**Exercise input**
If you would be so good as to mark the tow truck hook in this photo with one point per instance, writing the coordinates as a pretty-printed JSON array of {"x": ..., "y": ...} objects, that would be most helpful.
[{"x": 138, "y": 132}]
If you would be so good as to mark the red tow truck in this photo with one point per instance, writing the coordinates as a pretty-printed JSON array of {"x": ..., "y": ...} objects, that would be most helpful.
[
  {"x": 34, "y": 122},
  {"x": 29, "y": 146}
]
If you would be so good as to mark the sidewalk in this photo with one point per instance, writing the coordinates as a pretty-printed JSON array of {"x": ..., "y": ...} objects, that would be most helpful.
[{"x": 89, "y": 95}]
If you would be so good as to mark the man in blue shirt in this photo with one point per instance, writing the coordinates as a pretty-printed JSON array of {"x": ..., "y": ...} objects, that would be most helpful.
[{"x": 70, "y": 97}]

* * *

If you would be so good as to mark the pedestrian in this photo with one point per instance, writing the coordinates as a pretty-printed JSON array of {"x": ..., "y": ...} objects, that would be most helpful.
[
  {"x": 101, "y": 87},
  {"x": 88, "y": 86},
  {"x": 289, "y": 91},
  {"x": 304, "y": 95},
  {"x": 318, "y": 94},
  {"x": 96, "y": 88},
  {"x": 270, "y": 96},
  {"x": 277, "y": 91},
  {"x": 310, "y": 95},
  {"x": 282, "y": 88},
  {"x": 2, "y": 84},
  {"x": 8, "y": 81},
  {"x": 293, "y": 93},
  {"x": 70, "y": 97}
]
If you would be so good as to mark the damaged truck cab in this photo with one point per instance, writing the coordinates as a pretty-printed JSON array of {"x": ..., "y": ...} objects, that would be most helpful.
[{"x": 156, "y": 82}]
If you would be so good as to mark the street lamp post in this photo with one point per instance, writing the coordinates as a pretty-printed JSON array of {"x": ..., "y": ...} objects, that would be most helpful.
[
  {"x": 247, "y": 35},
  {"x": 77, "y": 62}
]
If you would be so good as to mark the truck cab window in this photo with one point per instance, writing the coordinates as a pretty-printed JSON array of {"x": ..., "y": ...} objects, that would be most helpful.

**Problem description**
Everything in the material above from the line that has "If you would be so good as to mark the street" through the line that has "If you would be so good as to mark the truck" must be duplicated exactly, with no other lines given.

**Finished exercise**
If you would be so good as to mark the street lamp post in this photo with one point per instance, writing the coordinates as a pretty-printed JSON array of {"x": ..., "y": ...} objects, that would be most helpful.
[
  {"x": 247, "y": 35},
  {"x": 77, "y": 62}
]
If you would be so good as to mark the truck cab window in this photo with one point per instance, writing the coordinates as a pretty-printed JSON array of {"x": ..., "y": ...} objects, that would be most helpful.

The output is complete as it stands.